> _RECORDS FOR THE EXERCISE_:
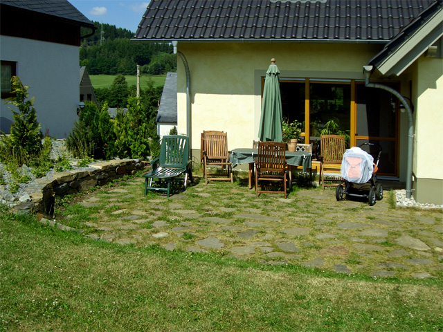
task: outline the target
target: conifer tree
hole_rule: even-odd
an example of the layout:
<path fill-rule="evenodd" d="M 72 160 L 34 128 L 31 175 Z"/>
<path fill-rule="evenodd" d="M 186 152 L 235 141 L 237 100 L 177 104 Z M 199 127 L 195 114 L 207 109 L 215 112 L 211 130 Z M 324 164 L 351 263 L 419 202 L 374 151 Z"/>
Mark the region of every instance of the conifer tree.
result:
<path fill-rule="evenodd" d="M 18 77 L 12 76 L 11 86 L 15 95 L 8 98 L 6 102 L 16 106 L 18 111 L 9 107 L 14 117 L 9 143 L 11 147 L 20 149 L 28 156 L 38 155 L 43 147 L 43 134 L 40 131 L 40 124 L 37 121 L 34 98 L 28 98 L 29 86 L 24 86 Z"/>

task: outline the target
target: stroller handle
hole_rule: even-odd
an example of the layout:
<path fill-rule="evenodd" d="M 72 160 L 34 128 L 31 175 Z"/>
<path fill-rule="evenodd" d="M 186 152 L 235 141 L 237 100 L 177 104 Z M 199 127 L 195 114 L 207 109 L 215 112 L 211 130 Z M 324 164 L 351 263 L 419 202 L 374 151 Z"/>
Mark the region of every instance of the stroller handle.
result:
<path fill-rule="evenodd" d="M 379 160 L 380 160 L 380 156 L 381 156 L 381 145 L 380 145 L 379 143 L 363 143 L 361 144 L 360 145 L 359 145 L 359 147 L 361 147 L 363 145 L 369 145 L 370 147 L 376 147 L 378 151 L 377 151 L 377 163 L 375 163 L 375 165 L 377 166 L 379 165 Z"/>

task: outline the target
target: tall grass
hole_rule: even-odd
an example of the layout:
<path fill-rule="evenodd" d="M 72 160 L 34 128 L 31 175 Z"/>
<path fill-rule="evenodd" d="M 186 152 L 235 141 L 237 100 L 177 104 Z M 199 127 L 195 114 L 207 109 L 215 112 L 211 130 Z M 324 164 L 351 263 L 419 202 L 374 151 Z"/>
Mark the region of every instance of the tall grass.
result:
<path fill-rule="evenodd" d="M 116 75 L 90 75 L 91 82 L 94 88 L 109 88 L 112 85 Z M 136 85 L 137 83 L 137 77 L 136 75 L 125 75 L 128 86 Z M 147 86 L 147 83 L 152 80 L 154 82 L 154 87 L 163 86 L 165 85 L 166 80 L 165 75 L 148 75 L 143 74 L 140 77 L 140 85 L 142 88 Z"/>
<path fill-rule="evenodd" d="M 443 286 L 435 280 L 122 246 L 1 206 L 0 278 L 0 331 L 443 329 Z"/>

> _WHAT YOU NEED TO DO_: Write out all the items above again, requests included, multiplying every coordinate in the result paths by 2.25 and rounding to whole numbers with halves rounded up, while the sample paths in the requests stay unchanged. Leave the pictures out.

> _TASK SOLUTION_:
task: outline the target
target: conifer tree
hole_rule: even-odd
an example of the layout:
<path fill-rule="evenodd" d="M 72 160 L 34 128 L 31 175 Z"/>
<path fill-rule="evenodd" d="M 186 152 L 235 141 L 237 100 L 177 104 Z M 199 127 L 195 114 L 207 109 L 215 112 L 211 130 Z M 324 164 L 351 263 L 419 202 L 374 151 Z"/>
Mark the region of every instance of the conifer tree.
result:
<path fill-rule="evenodd" d="M 41 173 L 27 171 L 25 194 L 34 214 L 18 221 L 14 230 L 36 239 L 41 250 L 20 241 L 32 263 L 20 322 L 25 331 L 45 335 L 63 351 L 86 349 L 97 331 L 97 302 L 90 295 L 90 279 L 83 272 L 77 221 L 63 221 L 65 194 L 54 194 Z"/>

task: outline the target
target: stroller handle
hole_rule: even-odd
an example of the layout:
<path fill-rule="evenodd" d="M 72 160 L 34 128 L 31 175 Z"/>
<path fill-rule="evenodd" d="M 186 152 L 235 141 L 237 100 L 177 104 Z M 199 127 L 195 114 L 207 109 L 215 112 L 211 130 Z M 324 164 L 351 263 L 419 202 L 374 151 Z"/>
Mark the region of every instance of the stroller handle.
result:
<path fill-rule="evenodd" d="M 853 360 L 855 360 L 855 351 L 857 351 L 857 326 L 855 326 L 853 322 L 817 322 L 812 324 L 810 326 L 808 326 L 808 331 L 812 331 L 817 326 L 830 326 L 833 331 L 846 331 L 851 340 L 848 340 L 848 367 L 844 367 L 844 371 L 848 374 L 853 371 Z"/>

task: outline the target
target: tall grass
hole_rule: even-odd
an example of the layout:
<path fill-rule="evenodd" d="M 72 160 L 34 128 L 31 175 Z"/>
<path fill-rule="evenodd" d="M 186 152 L 235 141 L 237 100 L 177 104 Z M 199 127 L 195 114 L 207 109 L 215 112 L 211 130 Z M 324 164 L 351 263 L 419 202 L 374 151 Z"/>
Mark the region of every instance of the tall grass.
result:
<path fill-rule="evenodd" d="M 261 169 L 203 169 L 205 185 L 212 198 L 245 198 L 252 191 Z M 306 191 L 308 187 L 308 173 L 306 169 L 281 169 L 288 194 Z M 331 194 L 331 187 L 342 180 L 347 185 L 347 196 L 367 194 L 371 191 L 374 180 L 371 169 L 333 169 L 322 167 L 315 173 L 315 191 L 320 198 Z"/>
<path fill-rule="evenodd" d="M 997 644 L 979 630 L 275 554 L 2 464 L 0 626 L 0 745 L 997 740 Z"/>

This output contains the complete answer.